Source extract -
------------------------------------------------------------

Excisability of By-product Zinc Dross emerging from Galvanization process before 2008

Case: UTTAM GALVA STEELS LTD v/s COMMISSIONER OF CENTRAL EXCISE, RAIGAD
 
Citation: 2011-TIOL-1161-CESTAT-MUM
 
Issue:- Whether by-products Zinc dross arising out of galvanization process before 2008 can be held to have emerged in the course of manufacture of goods and is therefore excisable?
 
Brief Facts:- Appellant are manufacturers of excisable goods, namely, G.P.Coils, G.P.Sheets, G.C.Sheets, C.R.Sheets and C.R.Coils, falling under Chapter heading no. 72 of the Central Excise Tariff Act, 1985. During the course of galvanization, waste product, zinc dross emerges and appellants were selling the same without payment of Central Excise duty.

------------------------------------------------------------

Exercise aim - Print, word for word, the stretch of the zinc dross excise case summary above from "Issue:- Whether by-products" through "Central Excise duty.".

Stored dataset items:

------------------------------------------------------------

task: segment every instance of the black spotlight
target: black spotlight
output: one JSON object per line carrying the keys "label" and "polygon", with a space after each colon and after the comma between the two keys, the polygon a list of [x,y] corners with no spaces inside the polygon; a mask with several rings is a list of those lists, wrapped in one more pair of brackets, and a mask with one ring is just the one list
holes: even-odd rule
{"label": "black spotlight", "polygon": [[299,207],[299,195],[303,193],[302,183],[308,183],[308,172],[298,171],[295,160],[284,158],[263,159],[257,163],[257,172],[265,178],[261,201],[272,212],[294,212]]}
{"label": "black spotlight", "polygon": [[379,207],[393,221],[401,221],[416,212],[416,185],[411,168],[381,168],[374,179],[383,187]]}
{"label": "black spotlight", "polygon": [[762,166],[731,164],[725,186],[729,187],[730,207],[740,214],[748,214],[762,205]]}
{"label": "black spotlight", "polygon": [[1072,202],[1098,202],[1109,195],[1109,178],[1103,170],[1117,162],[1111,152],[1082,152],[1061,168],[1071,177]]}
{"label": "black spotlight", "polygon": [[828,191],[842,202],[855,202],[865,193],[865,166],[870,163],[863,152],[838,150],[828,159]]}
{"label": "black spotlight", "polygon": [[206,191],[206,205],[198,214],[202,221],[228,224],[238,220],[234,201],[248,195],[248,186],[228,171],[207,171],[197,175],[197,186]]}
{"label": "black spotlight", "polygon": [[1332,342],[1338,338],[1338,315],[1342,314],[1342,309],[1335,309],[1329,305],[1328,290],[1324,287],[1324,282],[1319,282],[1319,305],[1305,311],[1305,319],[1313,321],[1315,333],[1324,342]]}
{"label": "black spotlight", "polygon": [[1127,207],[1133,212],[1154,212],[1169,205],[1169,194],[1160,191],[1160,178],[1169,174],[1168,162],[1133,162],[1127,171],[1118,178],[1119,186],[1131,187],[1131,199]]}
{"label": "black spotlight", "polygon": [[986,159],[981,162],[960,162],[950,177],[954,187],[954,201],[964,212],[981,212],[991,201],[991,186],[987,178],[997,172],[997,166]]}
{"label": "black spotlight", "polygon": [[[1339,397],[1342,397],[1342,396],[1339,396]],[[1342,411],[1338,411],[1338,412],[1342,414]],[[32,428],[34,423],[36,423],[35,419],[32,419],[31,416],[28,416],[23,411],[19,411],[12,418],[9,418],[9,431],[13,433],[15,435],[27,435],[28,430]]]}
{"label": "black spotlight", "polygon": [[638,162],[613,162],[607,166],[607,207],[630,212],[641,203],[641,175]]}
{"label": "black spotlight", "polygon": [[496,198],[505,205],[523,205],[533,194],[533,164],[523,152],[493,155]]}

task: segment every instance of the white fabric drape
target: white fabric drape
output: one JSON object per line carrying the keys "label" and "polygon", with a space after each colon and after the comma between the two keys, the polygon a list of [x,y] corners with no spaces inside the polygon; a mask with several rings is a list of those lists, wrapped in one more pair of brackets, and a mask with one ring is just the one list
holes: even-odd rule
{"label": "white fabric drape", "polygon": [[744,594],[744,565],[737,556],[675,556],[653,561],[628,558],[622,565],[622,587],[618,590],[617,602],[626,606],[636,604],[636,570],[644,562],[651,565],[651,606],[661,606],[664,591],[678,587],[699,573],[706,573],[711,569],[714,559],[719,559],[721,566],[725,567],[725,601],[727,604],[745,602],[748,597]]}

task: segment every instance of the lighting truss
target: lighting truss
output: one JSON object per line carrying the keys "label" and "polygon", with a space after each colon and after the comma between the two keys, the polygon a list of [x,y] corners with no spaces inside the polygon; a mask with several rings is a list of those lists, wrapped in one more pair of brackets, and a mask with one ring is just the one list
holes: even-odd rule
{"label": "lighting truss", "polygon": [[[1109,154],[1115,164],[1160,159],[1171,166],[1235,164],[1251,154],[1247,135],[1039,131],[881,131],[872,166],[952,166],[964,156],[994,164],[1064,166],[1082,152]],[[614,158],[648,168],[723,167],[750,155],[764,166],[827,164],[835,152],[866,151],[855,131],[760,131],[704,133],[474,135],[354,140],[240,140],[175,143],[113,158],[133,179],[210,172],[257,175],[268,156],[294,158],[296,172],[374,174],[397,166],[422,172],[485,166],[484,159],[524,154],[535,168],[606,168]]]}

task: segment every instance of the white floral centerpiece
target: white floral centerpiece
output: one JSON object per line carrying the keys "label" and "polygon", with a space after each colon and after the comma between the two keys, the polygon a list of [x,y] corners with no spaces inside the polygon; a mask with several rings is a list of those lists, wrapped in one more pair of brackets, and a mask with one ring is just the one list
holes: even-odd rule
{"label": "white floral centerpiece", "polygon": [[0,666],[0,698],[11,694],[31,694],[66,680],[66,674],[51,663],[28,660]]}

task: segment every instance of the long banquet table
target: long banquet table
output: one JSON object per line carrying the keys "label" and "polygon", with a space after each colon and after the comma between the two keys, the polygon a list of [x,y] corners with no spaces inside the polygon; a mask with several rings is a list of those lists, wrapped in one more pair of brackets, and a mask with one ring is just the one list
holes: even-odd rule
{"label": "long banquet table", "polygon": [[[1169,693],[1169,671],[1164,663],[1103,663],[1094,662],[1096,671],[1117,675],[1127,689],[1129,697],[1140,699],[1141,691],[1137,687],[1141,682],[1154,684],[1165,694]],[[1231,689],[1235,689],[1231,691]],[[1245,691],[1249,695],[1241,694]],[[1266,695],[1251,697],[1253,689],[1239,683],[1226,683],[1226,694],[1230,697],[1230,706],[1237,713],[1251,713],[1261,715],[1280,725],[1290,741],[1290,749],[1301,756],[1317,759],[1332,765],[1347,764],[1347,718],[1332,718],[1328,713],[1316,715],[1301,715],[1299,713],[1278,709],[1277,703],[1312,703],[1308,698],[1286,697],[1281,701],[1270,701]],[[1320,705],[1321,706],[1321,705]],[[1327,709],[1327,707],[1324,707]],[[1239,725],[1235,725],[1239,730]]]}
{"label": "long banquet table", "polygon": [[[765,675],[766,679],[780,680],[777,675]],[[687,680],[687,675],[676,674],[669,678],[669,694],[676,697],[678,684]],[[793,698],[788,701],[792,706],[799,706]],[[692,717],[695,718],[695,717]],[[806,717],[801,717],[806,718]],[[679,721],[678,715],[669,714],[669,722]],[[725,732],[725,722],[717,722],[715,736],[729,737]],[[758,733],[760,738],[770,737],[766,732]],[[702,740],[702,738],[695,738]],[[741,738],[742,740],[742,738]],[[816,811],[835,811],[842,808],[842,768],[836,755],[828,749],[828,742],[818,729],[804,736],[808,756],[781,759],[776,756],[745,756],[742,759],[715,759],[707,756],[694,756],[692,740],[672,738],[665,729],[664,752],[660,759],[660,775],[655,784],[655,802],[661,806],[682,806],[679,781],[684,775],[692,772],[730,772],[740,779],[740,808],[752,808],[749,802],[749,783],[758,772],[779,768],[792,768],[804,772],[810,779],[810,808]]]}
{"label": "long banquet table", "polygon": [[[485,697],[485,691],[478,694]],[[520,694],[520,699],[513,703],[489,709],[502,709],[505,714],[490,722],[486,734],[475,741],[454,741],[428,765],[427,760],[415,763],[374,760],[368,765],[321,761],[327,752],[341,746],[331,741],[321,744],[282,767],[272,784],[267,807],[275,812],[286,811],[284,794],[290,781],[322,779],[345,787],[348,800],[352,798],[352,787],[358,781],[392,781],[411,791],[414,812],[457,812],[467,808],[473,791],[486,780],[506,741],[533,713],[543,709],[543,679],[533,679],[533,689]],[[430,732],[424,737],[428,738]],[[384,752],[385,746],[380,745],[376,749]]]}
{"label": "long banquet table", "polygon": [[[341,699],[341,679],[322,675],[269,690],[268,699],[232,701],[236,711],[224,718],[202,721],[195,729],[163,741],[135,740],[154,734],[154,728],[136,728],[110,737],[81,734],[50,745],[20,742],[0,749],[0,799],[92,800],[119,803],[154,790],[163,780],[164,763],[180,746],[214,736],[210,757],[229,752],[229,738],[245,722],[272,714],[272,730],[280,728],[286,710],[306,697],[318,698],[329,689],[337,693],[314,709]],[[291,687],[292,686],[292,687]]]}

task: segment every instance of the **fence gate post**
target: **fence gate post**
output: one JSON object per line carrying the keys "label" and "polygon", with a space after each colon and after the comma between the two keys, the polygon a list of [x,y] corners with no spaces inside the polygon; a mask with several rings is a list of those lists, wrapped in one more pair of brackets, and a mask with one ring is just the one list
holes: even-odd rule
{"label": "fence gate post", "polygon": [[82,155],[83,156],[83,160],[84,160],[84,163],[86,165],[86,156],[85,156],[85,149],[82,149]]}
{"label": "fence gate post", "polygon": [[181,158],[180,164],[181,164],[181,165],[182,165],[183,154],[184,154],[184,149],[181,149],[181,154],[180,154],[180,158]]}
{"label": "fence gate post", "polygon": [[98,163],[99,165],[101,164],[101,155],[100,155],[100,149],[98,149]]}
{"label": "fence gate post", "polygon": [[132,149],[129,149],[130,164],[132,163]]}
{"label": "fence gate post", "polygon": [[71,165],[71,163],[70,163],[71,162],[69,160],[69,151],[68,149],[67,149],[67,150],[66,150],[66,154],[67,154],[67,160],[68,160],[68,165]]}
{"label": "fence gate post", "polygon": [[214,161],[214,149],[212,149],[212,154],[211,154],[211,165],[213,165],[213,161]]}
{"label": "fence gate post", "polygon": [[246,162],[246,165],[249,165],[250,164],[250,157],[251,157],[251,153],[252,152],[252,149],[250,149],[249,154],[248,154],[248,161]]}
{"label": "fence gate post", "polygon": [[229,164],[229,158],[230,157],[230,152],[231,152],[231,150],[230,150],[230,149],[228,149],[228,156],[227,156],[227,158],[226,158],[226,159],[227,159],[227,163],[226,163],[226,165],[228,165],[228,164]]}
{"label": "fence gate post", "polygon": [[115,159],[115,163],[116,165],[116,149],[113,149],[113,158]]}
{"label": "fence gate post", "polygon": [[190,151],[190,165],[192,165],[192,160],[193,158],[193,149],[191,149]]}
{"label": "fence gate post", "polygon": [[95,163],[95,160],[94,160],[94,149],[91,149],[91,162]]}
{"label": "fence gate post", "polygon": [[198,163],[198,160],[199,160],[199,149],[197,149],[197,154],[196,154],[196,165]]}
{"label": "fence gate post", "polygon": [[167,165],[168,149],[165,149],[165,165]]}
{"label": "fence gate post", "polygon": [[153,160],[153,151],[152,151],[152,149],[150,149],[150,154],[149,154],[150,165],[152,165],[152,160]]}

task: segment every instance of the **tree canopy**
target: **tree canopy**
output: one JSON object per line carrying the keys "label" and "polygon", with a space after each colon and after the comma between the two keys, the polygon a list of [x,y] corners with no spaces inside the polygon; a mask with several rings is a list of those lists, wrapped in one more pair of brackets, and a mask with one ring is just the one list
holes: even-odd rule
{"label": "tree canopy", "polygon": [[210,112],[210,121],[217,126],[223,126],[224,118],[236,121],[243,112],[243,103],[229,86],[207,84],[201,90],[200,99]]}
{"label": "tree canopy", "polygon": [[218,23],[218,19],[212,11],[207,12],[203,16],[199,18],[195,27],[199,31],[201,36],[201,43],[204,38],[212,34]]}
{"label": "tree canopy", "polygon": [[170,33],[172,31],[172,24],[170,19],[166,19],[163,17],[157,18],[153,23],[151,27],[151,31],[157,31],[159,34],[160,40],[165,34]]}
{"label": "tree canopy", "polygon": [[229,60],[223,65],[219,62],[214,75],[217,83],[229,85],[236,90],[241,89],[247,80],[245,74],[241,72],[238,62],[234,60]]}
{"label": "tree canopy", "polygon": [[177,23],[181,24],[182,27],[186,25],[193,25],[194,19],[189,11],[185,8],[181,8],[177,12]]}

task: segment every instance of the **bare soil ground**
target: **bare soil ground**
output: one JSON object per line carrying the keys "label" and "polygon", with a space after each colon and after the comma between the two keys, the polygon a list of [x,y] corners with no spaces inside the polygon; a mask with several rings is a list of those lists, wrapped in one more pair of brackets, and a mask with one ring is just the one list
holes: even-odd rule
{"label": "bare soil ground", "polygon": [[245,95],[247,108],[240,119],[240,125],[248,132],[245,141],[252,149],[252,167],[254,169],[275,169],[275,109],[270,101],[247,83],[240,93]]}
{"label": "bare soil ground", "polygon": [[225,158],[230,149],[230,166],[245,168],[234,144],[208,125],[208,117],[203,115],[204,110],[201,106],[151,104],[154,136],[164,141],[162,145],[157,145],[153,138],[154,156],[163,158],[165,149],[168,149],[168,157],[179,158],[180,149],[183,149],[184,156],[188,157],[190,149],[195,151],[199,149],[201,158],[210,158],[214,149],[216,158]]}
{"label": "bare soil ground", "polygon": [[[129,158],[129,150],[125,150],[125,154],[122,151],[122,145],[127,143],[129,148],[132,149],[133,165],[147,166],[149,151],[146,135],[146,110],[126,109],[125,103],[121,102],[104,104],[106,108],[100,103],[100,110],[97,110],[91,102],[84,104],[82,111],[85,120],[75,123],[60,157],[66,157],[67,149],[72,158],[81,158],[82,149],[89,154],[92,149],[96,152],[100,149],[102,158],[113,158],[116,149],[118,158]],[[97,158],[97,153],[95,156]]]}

------------------------------------------------------------

Solution for this exercise -
Issue:- Whether by-products Zinc dross arising out of galvanization process before 2008 can be held to have emerged in the course of manufacture of goods and is therefore excisable?
 
Brief Facts:- Appellant are manufacturers of excisable goods, namely, G.P.Coils, G.P.Sheets, G.C.Sheets, C.R.Sheets and C.R.Coils, falling under Chapter heading no. 72 of the Central Excise Tariff Act, 1985. During the course of galvanization, waste product, zinc dross emerges and appellants were selling the same without payment of Central Excise duty.